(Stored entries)
....................

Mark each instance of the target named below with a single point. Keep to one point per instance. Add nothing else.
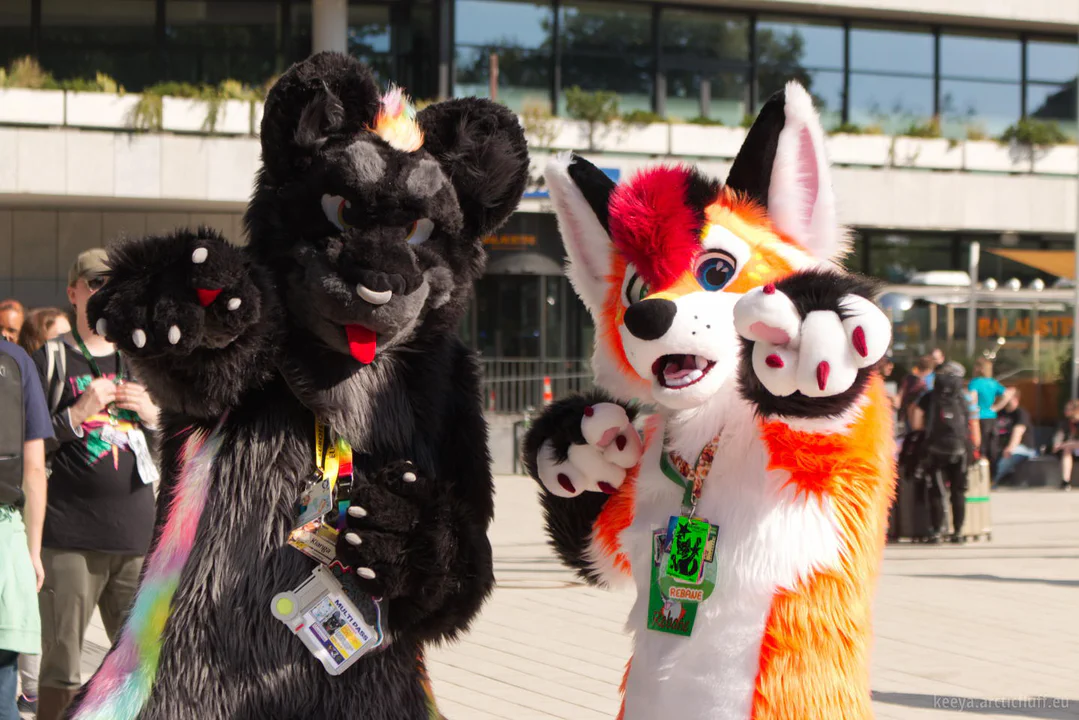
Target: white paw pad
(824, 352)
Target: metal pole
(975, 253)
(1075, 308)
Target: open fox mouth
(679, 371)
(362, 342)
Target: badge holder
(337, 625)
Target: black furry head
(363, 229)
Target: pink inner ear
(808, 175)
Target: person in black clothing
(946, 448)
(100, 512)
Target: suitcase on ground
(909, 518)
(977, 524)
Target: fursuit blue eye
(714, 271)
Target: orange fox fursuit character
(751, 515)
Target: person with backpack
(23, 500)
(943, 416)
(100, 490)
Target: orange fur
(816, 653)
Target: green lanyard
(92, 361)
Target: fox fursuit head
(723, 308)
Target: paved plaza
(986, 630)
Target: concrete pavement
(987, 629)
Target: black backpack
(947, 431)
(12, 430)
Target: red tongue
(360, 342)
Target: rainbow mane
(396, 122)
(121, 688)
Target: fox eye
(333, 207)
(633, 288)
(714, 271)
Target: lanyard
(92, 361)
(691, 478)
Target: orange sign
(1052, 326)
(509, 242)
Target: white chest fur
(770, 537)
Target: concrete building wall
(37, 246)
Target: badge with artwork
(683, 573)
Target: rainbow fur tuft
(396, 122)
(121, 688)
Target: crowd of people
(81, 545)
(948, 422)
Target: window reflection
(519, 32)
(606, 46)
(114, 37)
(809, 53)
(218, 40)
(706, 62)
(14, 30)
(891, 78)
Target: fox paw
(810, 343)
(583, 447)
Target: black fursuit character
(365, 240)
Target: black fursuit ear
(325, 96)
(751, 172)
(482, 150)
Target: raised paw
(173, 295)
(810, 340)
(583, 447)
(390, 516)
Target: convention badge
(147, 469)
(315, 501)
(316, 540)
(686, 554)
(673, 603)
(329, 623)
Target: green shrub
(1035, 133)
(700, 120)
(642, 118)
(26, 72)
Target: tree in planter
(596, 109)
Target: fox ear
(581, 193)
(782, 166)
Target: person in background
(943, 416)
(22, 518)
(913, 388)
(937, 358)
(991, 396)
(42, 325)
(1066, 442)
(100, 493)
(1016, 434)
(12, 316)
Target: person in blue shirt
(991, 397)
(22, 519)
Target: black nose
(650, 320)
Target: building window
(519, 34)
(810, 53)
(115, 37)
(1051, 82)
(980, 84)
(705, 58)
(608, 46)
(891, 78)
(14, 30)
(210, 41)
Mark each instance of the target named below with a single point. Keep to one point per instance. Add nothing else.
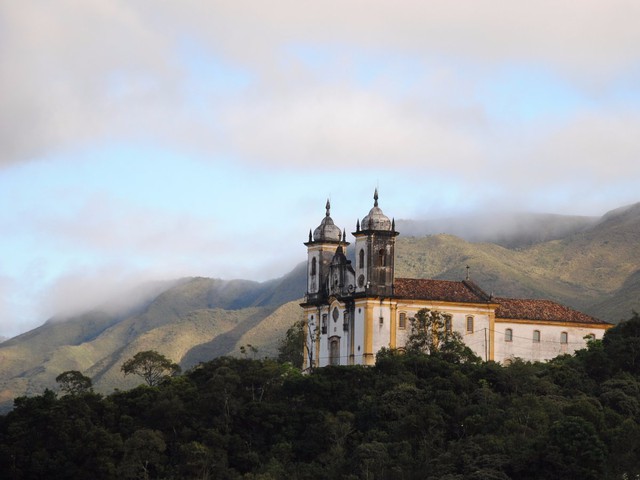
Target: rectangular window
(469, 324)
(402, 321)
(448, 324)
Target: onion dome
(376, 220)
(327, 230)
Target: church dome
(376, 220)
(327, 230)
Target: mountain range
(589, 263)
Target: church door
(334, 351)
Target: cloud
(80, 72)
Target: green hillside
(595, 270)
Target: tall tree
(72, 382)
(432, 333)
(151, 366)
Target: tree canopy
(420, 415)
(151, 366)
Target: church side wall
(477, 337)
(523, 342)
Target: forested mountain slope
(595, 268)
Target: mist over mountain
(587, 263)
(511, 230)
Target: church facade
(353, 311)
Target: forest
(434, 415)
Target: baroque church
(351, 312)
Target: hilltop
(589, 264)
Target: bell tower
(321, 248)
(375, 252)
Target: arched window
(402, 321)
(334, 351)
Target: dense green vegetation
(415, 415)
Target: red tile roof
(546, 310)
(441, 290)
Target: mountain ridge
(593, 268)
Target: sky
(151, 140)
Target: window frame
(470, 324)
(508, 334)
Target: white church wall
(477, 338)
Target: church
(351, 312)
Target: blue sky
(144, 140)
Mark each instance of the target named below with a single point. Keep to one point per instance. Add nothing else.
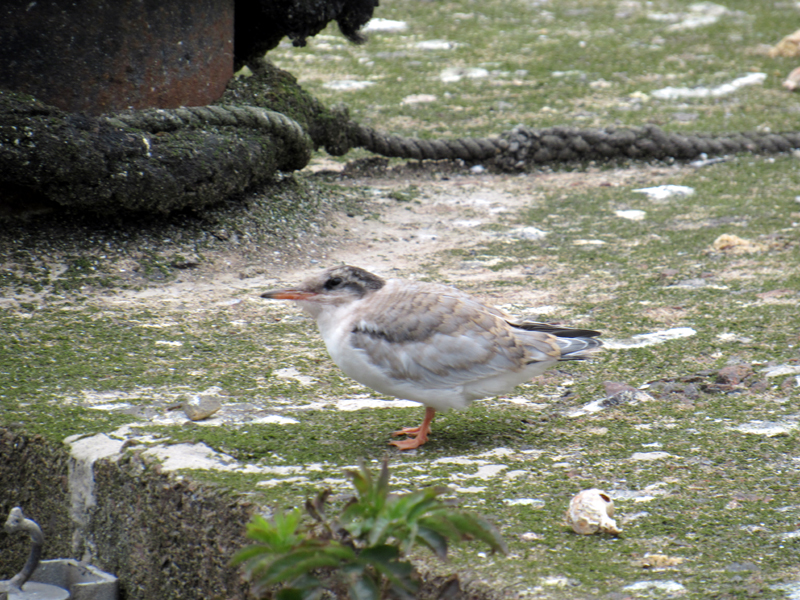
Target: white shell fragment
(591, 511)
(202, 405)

....................

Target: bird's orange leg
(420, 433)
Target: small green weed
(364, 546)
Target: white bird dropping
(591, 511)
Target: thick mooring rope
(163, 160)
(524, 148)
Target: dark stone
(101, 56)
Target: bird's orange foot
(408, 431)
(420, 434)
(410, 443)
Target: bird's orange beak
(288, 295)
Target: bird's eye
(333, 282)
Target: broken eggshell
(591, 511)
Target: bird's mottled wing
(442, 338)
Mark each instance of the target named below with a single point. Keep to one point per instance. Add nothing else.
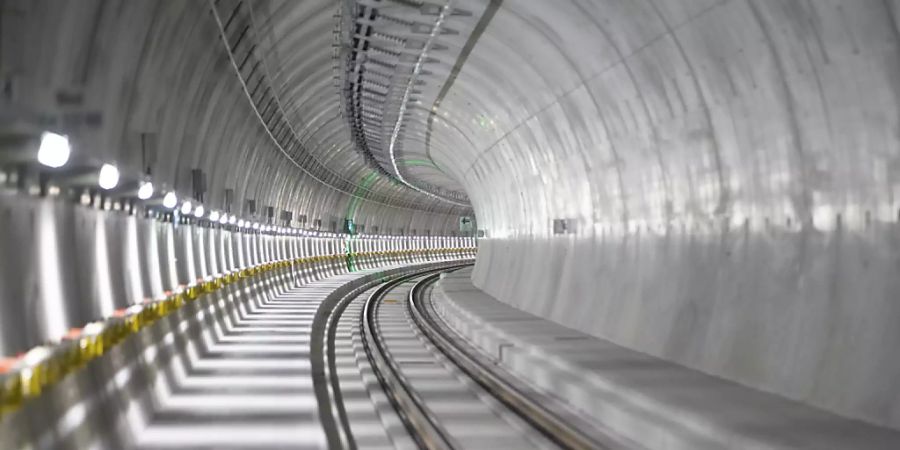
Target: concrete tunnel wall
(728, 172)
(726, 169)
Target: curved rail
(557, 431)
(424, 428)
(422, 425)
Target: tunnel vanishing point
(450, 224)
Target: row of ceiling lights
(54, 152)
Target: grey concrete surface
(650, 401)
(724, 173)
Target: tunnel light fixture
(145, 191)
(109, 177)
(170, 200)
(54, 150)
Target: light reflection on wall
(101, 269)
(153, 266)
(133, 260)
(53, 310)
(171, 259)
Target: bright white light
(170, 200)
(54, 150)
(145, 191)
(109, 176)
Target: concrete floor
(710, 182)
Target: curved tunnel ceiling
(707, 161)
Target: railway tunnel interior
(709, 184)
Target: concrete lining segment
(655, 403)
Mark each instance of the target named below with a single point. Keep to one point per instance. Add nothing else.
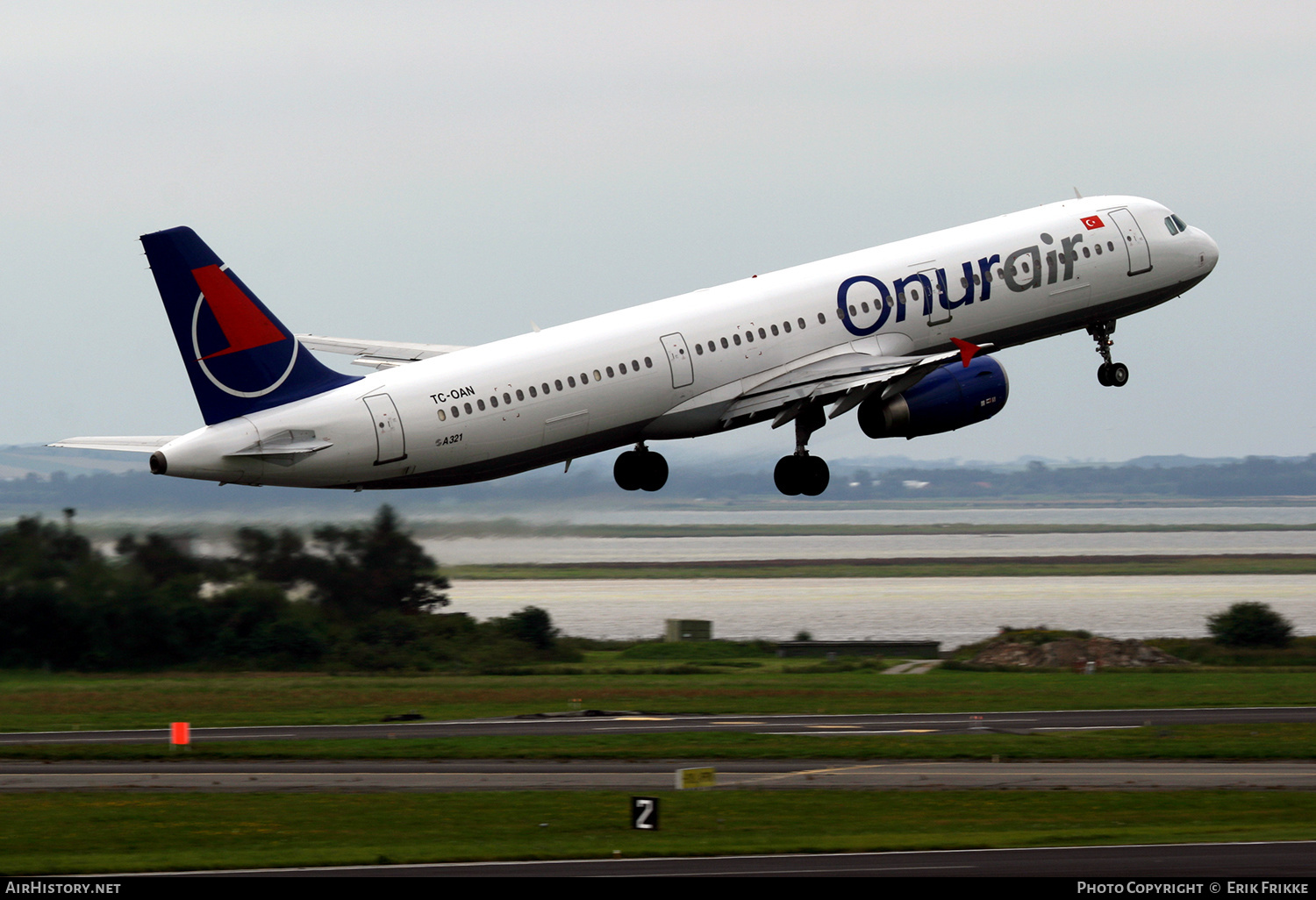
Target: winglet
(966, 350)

....................

*TASK BRIEF*. From the records above, pick out every line that contains the string "character". Letter case counts.

*OUTPUT FOR THIS EXERCISE*.
Target: orange fox fursuit character
Target: black fursuit character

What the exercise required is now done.